[Rows from a pointing dataset]
[Begin]

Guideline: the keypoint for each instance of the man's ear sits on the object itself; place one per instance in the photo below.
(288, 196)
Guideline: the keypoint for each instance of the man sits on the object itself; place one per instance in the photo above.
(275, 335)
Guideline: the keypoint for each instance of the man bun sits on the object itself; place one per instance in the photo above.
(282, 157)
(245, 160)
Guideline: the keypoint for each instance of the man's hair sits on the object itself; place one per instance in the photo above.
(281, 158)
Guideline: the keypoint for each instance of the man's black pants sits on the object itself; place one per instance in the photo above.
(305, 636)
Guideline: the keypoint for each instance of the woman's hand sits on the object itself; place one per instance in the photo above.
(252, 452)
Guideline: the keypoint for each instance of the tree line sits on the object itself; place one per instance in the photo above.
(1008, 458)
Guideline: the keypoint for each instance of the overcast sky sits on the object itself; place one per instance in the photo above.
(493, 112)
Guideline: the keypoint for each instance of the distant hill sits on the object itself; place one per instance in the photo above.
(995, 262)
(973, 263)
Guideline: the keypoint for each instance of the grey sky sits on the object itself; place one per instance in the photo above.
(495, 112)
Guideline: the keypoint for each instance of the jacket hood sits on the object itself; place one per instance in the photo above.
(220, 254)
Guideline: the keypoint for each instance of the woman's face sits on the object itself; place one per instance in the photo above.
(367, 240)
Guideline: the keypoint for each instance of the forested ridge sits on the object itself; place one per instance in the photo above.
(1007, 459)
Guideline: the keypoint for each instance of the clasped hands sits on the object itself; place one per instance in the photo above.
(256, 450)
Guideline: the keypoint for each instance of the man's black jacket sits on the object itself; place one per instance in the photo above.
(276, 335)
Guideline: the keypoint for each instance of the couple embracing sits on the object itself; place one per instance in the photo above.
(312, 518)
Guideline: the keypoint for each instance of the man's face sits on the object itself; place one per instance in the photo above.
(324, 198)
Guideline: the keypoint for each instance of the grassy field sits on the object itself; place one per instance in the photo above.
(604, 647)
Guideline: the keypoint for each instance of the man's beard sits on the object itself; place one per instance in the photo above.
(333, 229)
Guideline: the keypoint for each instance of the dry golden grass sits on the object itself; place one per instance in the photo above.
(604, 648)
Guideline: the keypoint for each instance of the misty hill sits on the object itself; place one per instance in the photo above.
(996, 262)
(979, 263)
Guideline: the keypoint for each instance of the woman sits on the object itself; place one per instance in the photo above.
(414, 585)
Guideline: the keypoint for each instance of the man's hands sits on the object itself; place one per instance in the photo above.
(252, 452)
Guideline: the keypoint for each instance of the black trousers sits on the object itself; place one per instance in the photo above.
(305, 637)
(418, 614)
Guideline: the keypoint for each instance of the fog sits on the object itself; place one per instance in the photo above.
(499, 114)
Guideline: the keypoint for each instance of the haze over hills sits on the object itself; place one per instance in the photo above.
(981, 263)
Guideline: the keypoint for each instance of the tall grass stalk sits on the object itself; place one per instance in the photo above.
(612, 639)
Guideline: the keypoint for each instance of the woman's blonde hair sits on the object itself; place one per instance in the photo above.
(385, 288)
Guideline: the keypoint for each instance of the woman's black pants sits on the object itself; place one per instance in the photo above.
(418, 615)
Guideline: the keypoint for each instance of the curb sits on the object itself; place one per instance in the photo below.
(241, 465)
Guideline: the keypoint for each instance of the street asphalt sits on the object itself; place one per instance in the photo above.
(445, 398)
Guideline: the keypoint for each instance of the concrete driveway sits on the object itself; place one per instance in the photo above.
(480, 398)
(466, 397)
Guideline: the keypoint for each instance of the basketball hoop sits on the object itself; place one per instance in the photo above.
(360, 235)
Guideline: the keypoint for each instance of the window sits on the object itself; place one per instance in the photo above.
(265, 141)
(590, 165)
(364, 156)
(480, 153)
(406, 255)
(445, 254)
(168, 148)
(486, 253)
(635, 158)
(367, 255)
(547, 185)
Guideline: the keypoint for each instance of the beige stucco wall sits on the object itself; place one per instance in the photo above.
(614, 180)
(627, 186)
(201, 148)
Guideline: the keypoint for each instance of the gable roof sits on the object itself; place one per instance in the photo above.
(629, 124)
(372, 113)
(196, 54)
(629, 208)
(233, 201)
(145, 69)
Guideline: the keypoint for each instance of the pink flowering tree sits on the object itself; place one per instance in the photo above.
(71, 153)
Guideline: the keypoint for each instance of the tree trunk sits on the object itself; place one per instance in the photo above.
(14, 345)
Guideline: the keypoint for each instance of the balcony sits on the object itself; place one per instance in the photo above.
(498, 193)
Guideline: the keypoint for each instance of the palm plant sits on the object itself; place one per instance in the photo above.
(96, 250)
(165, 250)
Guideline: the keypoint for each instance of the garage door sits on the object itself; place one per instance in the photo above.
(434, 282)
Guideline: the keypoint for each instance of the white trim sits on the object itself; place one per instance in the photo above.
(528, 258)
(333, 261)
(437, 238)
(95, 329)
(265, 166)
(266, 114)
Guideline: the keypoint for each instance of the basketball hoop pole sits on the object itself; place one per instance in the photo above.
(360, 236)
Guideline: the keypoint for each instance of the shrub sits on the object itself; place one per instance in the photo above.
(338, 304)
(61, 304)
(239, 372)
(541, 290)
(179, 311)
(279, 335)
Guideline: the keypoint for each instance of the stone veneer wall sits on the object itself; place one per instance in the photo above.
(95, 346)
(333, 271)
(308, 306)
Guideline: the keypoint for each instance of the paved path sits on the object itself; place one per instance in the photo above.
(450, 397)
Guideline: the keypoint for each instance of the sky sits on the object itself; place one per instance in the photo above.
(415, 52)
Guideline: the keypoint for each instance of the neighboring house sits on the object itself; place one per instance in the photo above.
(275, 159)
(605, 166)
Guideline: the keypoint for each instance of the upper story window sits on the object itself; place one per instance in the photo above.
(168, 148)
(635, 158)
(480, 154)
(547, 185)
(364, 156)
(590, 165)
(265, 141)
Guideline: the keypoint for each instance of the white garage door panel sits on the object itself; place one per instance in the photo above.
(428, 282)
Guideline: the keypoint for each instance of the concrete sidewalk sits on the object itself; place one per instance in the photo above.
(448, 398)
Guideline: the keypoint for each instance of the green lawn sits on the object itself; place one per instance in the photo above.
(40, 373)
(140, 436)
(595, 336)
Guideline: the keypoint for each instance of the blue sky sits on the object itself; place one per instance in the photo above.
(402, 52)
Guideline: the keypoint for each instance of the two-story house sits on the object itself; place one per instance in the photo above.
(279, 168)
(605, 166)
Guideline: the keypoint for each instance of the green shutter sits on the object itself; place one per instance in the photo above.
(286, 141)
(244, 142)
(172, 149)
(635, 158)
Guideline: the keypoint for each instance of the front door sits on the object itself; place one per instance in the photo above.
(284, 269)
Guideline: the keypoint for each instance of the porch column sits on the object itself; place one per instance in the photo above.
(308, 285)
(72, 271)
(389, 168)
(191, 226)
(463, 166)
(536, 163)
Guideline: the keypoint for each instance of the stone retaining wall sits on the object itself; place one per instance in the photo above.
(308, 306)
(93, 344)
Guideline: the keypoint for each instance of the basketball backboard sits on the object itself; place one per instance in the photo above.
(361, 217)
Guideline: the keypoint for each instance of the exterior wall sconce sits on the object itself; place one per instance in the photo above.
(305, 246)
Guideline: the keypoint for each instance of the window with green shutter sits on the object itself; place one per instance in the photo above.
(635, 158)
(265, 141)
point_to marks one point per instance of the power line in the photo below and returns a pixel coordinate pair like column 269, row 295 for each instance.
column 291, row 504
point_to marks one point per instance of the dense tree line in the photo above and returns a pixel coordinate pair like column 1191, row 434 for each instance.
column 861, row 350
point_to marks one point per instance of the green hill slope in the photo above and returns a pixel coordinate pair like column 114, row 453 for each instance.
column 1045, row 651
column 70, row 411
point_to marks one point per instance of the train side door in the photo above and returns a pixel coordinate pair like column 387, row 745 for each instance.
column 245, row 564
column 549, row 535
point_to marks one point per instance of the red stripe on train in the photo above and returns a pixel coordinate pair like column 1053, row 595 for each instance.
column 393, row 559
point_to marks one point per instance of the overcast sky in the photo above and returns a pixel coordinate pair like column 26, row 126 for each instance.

[End]

Reproduce verbatim the lines of the items, starting at the line that contains "Guideline: the keypoint for each instance of the window with" and ending at the last line of the items.

* _RESPONSE TO THE TASK_:
Guideline: the keypoint for each instance of the window with green shutter sits on the object itself; place one per instance in the photo above.
(635, 158)
(265, 141)
point_to marks one point per instance of the power line in the photo below and returns a pixel coordinate pair like column 269, row 295 for each instance.
column 291, row 504
point_to marks one point per instance of the dense tree line in the photo above and returns a pixel coordinate pair like column 1191, row 434 for each instance.
column 861, row 350
point_to marks one point per instance of the green hill slope in the photo above and returns a pixel coordinate pair like column 114, row 453 for each instance.
column 1045, row 651
column 70, row 411
point_to marks one point per instance of the train side door in the photo above and returns a pixel coordinate pair like column 387, row 745 for each instance.
column 245, row 564
column 549, row 535
point_to marks one point per instance of the red stripe on train in the photo above and returns a pixel coordinate pair like column 1053, row 595 for each instance.
column 393, row 559
point_to marks one point per instance of the overcast sky in the photo above and returns a pixel coordinate pair like column 26, row 126 for each instance.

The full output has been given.